++++ Textauszug
Der mutmaßliche Amok-Schütze von Graz ist laut Innenministerium ein 21-jähriger Österreicher aus Graz-Umgebung. Er handelte nach bisherigem Ermittlungsstand alleine. Der junge Mann war selbst einmal Schüler in dem Gymnasium. Er hat allerdings die Schule abgebrochen. Die Gründe dafür sind noch unklar. Auch über das Motiv kann derzeit noch nichts gesagt werden. In Medienberichten ist von Mobbing die Rede. Der Mann trat bisher nicht in polizeiliche Erscheinung, es gab keine Vormerkungen. Der 21-Jährige begeht auf einer Schultoilette Suizid.
++++++++
◆ Kurze Aufgabe a
Führe alle Nominalgruppen auf, die im Textauszug als Subjekt eines Satzes den mutmaßlichen Täter bezeichnen, ohne Pronomen.
Textauszug und Datensätze sind voneinander unabhängiges Material.
++++ Die Daten
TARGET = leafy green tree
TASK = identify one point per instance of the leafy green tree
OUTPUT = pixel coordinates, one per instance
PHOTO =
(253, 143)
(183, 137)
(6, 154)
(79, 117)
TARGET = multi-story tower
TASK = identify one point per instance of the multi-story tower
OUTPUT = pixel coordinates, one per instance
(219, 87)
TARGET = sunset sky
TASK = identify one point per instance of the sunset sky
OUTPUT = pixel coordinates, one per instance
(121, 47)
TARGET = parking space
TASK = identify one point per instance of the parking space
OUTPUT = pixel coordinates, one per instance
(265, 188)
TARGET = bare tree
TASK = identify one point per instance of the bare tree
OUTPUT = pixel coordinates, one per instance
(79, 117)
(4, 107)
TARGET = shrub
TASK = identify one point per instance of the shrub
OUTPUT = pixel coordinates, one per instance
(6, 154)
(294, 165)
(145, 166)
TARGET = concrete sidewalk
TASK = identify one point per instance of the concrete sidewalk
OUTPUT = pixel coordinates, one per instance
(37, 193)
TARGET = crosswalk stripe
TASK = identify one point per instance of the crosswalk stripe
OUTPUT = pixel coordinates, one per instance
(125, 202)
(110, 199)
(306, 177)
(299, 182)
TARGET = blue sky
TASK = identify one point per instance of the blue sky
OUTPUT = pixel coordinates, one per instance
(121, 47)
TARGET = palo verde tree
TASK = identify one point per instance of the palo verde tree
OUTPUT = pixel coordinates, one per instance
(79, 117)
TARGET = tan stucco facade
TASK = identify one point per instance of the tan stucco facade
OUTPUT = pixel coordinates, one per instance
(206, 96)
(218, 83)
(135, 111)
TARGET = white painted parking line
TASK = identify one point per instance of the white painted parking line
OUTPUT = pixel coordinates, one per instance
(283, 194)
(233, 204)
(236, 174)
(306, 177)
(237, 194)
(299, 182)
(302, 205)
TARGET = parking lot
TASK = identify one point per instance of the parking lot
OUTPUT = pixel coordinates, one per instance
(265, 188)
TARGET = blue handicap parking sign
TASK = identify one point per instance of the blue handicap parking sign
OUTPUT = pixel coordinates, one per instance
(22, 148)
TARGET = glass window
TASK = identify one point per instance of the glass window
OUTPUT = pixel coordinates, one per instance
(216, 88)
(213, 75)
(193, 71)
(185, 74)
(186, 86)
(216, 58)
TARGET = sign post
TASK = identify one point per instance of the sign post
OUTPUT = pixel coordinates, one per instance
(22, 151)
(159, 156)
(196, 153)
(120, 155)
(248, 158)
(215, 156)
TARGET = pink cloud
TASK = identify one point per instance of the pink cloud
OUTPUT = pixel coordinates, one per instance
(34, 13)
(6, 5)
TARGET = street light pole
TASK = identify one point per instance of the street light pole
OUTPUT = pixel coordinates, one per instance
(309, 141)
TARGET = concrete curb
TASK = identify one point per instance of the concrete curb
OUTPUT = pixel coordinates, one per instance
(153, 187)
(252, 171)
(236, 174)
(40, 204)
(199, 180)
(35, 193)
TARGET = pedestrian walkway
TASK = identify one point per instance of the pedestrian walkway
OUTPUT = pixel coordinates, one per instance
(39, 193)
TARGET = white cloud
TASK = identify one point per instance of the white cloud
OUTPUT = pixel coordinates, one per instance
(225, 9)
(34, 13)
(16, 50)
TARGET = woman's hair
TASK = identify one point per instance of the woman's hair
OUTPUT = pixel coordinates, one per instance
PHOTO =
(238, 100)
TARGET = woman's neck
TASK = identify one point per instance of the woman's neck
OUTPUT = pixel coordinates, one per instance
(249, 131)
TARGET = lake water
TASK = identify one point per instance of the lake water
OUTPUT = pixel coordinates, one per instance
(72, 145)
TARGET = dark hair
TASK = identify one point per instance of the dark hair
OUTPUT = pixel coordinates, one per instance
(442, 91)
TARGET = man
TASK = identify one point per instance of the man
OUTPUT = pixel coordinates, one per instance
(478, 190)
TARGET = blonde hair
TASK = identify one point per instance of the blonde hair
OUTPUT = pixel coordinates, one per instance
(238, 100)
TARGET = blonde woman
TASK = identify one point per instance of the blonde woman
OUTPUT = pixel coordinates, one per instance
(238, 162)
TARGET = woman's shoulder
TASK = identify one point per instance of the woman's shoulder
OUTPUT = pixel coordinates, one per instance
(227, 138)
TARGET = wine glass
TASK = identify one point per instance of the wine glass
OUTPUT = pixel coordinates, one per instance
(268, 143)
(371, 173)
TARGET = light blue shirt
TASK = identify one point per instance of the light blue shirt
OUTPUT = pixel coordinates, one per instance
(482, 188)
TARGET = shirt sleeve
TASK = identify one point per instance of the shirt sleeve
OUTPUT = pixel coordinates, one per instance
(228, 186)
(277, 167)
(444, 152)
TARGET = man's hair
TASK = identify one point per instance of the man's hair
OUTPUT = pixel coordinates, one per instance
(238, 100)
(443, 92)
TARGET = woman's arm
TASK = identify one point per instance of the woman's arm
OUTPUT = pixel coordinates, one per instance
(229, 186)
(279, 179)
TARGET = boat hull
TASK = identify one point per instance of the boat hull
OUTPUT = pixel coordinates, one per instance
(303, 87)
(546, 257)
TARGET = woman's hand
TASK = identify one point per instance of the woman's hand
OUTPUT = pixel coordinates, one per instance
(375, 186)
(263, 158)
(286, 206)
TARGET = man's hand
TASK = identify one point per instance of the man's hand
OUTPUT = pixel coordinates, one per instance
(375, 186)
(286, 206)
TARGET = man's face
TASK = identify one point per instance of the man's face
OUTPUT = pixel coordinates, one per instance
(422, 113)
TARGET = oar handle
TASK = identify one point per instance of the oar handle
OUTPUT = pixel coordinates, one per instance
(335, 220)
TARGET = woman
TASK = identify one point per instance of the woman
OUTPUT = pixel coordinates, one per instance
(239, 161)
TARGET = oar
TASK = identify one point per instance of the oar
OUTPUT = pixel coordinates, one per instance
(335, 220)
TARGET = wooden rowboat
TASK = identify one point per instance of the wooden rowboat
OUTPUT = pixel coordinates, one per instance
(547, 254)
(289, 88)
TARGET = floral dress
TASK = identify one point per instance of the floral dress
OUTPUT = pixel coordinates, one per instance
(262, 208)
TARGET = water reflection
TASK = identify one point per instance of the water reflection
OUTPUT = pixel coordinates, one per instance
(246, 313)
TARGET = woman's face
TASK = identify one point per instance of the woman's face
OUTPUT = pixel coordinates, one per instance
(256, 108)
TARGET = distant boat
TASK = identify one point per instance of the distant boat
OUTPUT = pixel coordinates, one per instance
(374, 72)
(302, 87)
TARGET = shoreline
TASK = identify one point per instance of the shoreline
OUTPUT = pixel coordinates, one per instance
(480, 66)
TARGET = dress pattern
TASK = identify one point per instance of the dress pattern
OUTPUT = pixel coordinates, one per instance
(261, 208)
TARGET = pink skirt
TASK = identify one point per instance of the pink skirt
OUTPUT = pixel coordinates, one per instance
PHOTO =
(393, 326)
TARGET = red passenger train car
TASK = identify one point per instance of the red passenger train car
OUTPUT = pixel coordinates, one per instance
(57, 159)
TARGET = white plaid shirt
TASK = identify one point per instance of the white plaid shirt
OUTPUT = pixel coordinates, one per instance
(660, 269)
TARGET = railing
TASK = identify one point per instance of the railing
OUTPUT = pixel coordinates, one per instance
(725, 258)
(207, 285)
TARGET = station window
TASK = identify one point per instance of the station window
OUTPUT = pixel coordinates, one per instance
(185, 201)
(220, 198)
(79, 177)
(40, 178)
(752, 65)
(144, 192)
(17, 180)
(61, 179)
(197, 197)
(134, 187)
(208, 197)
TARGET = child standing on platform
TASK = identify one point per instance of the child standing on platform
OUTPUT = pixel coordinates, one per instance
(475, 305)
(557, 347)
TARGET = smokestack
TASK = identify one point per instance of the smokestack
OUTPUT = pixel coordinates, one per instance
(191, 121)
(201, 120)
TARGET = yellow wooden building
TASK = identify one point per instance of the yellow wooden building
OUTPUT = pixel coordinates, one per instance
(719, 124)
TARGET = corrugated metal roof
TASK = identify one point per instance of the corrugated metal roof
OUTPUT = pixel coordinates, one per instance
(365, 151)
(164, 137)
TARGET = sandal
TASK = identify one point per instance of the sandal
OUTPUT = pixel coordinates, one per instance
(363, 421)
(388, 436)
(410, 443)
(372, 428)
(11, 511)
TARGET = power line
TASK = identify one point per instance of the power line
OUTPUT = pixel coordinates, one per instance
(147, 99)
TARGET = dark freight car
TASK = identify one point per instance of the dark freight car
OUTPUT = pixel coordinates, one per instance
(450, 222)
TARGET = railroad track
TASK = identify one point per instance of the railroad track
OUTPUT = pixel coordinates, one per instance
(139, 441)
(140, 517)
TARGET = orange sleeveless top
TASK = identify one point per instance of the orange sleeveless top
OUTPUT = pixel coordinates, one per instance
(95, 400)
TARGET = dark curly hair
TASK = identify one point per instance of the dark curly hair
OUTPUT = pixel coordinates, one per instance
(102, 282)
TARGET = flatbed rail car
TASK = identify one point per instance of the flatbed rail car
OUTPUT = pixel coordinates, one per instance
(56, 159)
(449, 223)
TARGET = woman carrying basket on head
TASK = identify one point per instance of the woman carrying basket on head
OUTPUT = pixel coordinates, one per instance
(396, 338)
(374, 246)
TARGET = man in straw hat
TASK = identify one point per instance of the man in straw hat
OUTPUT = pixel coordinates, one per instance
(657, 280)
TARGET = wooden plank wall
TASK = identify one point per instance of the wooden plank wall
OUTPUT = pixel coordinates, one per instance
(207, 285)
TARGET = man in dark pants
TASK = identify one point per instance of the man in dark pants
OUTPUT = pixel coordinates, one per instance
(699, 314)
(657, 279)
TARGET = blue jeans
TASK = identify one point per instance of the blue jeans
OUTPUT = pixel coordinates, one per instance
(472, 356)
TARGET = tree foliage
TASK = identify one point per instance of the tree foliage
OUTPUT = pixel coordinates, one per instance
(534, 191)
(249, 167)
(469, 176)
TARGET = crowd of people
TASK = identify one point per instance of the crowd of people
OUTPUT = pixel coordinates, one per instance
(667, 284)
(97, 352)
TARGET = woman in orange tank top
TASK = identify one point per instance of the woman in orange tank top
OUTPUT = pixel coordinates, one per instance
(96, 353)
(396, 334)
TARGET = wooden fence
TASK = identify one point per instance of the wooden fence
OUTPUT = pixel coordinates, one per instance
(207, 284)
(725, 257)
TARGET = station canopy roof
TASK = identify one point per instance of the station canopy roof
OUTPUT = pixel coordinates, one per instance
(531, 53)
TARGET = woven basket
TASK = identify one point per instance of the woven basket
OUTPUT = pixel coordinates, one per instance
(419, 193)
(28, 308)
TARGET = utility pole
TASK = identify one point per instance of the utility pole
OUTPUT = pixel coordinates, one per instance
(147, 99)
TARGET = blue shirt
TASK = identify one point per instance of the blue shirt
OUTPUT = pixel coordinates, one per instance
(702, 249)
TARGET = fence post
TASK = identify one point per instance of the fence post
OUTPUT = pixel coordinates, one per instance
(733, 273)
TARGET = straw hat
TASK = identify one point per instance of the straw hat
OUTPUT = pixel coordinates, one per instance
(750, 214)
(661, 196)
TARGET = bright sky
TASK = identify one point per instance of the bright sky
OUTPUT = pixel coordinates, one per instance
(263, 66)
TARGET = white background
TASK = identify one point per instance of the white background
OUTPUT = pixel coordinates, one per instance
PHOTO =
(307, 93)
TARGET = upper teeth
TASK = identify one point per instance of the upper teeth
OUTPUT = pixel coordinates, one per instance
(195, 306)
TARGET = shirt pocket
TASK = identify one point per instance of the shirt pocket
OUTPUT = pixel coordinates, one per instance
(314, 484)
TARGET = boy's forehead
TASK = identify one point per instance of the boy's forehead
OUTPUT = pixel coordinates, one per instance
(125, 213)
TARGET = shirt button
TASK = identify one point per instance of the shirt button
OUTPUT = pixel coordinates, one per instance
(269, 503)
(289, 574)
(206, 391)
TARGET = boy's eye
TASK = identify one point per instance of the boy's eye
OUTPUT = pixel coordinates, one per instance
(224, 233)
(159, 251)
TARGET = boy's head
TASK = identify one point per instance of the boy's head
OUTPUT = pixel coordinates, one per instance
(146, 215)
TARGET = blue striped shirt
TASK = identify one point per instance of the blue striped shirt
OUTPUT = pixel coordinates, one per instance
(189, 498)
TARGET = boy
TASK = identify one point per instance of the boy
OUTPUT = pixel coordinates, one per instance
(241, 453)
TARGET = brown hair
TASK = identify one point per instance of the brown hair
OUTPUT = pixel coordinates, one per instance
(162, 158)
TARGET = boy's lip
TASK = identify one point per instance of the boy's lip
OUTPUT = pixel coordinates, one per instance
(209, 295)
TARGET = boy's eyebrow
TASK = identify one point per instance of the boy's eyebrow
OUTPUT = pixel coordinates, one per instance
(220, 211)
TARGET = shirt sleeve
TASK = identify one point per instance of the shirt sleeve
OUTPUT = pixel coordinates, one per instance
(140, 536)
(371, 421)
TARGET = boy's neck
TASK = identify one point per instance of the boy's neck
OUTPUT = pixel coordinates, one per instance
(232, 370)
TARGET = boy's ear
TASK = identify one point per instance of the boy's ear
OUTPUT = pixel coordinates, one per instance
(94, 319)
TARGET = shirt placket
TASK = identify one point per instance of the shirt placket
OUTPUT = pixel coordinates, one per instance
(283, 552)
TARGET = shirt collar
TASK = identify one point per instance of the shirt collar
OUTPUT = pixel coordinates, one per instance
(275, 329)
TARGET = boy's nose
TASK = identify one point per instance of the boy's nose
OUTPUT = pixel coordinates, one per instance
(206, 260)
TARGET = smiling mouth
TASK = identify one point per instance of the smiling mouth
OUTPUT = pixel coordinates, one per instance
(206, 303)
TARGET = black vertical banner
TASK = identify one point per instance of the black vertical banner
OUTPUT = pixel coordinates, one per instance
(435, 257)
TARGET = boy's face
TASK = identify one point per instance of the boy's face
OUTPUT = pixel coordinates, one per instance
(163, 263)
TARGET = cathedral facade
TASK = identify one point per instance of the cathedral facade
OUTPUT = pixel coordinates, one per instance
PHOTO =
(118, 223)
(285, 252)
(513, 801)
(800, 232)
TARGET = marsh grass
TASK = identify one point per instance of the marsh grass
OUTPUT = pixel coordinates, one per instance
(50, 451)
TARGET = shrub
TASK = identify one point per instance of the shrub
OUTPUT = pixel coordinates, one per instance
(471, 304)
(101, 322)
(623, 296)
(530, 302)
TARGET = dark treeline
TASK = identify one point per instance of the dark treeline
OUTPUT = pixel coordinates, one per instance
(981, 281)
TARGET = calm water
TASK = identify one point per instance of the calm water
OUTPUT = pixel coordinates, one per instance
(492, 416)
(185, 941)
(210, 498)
++++++++
◆ Kurze Aufgabe b
Gib an, in wie vielen Zeilen der Datensätze die Zeichenfolge „jeans“ vorkommt, wobei Groß- und Kleinschreibung zählt. Antworte nur mit der Zahl.

◆ Richtige Ausgabe a
- Der mutmaßliche Amok-Schütze von Graz
- Der junge Mann
- Der Mann
- Der 21-Jährige

◆ Richtige Ausgabe b
2